§ **Your assignment**: Each line must appear in the answer exactly as it does in the data.

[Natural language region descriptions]
------------------------------------------------------------------------
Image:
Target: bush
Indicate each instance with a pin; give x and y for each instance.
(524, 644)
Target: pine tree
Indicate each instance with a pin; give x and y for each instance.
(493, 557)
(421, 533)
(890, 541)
------------------------------------------------------------------------
§ **Problem solution**:
Image:
Target: bush
Indicate each instance with a pin; give x and y for each instance.
(524, 644)
Target: pine tree
Indicate each instance with a pin; give x and y for each instance.
(493, 557)
(421, 533)
(890, 541)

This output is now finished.